**Problem to work on**
Pull each line with the string "tight" from the entries.

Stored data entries
● ● ● ● ● ● ●

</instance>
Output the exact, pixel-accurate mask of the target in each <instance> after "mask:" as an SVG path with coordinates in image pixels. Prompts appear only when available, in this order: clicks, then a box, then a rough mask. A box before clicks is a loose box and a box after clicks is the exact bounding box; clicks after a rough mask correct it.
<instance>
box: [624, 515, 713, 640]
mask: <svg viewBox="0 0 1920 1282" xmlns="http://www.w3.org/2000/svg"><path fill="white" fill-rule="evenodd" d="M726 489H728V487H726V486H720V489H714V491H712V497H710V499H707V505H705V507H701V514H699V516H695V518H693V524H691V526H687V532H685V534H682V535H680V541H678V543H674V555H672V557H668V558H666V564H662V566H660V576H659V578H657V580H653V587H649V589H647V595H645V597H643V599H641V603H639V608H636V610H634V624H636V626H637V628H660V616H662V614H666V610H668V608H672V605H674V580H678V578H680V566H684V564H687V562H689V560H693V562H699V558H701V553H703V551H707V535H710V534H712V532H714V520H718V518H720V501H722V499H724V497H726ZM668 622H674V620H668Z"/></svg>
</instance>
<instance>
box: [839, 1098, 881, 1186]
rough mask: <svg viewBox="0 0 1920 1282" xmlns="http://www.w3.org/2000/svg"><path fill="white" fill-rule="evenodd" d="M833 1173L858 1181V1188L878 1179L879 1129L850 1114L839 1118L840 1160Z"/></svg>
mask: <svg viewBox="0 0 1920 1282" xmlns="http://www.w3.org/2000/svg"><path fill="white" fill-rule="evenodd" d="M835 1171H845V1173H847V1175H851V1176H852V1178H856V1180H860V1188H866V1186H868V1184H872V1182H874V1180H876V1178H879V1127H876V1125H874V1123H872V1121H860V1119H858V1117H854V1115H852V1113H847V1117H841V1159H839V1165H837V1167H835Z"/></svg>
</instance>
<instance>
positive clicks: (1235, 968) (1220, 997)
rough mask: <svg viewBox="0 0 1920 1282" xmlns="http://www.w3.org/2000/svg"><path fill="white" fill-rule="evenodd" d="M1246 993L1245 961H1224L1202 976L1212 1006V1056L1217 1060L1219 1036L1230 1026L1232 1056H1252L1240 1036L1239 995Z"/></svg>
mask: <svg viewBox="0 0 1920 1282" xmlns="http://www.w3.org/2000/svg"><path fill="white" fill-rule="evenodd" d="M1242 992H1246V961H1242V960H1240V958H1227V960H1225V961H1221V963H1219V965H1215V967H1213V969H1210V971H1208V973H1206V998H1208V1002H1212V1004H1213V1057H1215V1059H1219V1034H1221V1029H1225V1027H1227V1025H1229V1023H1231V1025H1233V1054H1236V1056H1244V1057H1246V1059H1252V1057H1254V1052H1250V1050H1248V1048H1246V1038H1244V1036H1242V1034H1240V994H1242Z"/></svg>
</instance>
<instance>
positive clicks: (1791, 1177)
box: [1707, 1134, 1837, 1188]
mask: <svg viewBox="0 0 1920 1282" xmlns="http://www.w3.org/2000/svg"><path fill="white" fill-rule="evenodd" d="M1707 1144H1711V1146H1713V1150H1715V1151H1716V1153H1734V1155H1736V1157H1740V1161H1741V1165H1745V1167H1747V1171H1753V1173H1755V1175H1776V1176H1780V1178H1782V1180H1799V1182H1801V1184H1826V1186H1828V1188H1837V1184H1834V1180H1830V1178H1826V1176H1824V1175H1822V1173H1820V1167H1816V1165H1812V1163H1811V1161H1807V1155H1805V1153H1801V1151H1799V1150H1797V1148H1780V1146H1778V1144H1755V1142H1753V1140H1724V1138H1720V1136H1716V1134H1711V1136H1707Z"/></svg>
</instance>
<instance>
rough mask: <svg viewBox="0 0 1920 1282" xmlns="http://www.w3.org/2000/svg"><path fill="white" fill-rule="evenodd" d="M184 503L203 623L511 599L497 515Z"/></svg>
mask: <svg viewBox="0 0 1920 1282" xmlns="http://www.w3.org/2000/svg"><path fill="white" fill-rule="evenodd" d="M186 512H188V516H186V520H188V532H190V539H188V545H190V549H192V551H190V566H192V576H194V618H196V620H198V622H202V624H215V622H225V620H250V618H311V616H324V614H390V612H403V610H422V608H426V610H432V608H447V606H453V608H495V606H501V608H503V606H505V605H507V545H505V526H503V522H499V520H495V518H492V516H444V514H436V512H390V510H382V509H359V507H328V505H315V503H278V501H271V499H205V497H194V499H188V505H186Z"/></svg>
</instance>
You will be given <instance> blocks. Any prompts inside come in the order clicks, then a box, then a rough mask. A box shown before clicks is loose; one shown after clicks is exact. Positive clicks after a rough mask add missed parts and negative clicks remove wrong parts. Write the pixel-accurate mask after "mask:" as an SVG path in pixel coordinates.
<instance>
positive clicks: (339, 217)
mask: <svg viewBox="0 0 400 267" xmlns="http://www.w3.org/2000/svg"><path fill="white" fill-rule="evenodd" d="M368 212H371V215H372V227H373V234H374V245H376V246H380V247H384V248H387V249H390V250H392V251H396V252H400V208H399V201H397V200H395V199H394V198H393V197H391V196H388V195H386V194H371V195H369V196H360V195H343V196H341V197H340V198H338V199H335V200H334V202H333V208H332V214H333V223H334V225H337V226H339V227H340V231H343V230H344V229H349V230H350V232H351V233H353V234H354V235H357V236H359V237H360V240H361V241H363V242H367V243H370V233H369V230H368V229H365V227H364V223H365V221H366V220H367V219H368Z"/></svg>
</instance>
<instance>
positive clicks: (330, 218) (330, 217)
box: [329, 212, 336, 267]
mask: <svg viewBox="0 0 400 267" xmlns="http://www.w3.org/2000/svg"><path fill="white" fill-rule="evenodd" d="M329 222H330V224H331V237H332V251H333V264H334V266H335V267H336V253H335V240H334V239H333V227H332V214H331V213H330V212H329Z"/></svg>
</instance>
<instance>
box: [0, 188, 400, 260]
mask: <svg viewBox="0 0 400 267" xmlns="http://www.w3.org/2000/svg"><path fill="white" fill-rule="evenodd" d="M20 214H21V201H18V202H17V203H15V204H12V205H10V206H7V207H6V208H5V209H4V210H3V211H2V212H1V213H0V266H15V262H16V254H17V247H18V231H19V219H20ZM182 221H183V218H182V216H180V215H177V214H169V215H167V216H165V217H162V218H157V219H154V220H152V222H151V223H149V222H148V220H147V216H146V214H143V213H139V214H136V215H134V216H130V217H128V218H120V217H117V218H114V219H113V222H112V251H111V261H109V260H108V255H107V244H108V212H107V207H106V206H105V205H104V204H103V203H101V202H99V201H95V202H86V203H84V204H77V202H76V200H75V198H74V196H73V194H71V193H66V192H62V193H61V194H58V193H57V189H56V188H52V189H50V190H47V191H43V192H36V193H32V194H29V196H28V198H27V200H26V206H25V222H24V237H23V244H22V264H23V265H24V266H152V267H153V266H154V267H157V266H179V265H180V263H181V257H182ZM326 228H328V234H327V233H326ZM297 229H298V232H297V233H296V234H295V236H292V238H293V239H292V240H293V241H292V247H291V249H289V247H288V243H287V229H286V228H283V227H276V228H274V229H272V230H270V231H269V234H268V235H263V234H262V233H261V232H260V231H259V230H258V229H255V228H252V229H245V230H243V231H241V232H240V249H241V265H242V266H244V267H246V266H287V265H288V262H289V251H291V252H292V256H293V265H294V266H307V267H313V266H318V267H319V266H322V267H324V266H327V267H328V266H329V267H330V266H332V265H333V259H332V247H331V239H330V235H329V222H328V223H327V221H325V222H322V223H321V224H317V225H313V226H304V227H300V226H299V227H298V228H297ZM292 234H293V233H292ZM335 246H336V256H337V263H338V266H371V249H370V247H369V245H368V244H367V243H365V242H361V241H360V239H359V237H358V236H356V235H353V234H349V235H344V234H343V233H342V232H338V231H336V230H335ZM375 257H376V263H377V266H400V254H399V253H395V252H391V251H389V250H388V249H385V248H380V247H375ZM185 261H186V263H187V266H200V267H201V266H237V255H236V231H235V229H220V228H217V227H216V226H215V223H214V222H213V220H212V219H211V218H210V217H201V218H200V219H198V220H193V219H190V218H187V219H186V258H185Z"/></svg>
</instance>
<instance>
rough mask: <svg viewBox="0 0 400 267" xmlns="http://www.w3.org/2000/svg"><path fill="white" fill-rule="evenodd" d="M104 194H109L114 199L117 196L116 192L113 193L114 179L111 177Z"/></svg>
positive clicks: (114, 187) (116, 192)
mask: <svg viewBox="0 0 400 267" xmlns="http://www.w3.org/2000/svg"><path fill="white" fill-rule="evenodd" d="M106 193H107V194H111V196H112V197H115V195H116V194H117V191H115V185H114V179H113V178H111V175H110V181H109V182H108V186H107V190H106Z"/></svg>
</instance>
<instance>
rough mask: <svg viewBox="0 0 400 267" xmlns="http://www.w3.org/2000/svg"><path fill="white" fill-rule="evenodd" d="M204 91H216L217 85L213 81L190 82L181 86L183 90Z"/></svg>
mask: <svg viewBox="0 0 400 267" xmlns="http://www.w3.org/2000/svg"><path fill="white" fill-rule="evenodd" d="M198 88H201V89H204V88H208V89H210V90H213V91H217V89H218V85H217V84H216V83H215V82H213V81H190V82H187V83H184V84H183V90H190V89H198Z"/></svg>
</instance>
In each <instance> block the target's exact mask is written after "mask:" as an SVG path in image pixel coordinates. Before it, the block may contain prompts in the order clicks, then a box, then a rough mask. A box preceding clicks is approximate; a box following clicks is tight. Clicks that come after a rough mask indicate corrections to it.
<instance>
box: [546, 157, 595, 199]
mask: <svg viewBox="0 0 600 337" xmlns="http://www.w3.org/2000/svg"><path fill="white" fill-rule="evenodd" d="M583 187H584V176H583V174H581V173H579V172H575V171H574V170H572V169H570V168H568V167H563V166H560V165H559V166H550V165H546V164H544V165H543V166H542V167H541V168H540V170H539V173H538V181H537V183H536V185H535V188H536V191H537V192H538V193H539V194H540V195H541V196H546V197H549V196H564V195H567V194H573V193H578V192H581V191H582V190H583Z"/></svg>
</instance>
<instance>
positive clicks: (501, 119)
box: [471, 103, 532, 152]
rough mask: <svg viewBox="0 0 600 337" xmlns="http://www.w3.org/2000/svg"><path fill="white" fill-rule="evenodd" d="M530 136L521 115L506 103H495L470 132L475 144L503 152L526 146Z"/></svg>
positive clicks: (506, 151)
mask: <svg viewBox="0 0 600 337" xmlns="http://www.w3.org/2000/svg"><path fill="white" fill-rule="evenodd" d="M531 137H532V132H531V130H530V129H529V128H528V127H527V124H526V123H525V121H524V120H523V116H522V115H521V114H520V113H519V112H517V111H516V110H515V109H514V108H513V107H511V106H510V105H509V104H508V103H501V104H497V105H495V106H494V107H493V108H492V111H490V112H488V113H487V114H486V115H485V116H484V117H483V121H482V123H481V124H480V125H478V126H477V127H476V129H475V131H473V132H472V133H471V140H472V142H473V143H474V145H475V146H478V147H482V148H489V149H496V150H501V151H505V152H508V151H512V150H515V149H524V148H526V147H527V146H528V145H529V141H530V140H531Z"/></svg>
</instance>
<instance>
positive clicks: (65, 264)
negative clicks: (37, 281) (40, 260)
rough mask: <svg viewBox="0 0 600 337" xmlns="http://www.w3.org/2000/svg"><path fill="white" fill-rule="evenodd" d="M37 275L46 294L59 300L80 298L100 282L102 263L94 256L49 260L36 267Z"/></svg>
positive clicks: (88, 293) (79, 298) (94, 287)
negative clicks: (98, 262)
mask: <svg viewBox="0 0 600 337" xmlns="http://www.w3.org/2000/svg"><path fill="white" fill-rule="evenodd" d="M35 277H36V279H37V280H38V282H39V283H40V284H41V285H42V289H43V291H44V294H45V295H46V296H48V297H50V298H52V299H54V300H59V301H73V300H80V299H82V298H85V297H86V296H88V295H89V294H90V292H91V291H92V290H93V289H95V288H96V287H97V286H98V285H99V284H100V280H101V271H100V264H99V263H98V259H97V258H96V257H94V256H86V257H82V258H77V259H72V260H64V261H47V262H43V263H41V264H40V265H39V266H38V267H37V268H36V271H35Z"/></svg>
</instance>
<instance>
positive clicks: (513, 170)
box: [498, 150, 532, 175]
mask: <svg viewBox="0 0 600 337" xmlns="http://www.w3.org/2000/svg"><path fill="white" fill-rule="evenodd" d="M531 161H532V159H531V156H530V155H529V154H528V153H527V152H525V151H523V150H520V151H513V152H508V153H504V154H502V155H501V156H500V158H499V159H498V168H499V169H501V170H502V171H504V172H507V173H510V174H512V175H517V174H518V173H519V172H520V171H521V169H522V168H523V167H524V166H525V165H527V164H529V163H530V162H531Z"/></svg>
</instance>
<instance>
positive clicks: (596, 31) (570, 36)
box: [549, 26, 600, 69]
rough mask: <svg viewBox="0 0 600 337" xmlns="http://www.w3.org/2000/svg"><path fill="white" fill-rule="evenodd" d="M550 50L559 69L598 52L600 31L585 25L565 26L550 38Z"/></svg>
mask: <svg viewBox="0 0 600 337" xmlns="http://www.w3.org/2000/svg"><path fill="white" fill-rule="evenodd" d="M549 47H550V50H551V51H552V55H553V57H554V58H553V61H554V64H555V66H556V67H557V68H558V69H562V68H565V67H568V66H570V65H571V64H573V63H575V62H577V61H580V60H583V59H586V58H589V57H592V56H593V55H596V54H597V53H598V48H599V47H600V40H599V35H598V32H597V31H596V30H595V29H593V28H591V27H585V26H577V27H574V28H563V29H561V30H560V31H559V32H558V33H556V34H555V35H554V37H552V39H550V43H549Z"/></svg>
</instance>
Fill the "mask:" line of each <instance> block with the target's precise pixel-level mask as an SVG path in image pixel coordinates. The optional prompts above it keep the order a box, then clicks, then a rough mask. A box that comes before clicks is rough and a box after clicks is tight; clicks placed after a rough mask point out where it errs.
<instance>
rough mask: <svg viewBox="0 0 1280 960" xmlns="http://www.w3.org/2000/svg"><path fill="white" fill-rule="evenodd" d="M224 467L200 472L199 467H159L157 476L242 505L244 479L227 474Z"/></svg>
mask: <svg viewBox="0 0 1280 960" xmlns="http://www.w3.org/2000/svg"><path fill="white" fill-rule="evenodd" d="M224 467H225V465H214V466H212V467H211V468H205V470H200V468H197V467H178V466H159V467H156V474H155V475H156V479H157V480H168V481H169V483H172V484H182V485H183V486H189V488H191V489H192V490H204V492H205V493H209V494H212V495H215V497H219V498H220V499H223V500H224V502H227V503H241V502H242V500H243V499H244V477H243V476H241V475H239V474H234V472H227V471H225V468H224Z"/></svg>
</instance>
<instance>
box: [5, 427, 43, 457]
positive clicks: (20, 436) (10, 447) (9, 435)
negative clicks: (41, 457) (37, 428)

● ● ● ● ● ● ●

**Solution for this task**
In each <instance> block the target's exact mask is written after "mask:" as an SVG path in image pixel coordinates. Before it, the block may contain prompts in the order clicks, then a box, then a rough mask. A box preceding clicks is approximate; a box following clicks is tight. Clicks that come after a rough mask indicate corrections to it.
Fill the "mask:" line of each <instance> block with the target's precise pixel-level mask as an SVG path in image pixel coordinates. The optional prompts above it keep the order a box, then clicks, then a rough mask. A box that comes before clicks is rough and a box after clicks is tight; clicks placed after a rough mask point out where it errs.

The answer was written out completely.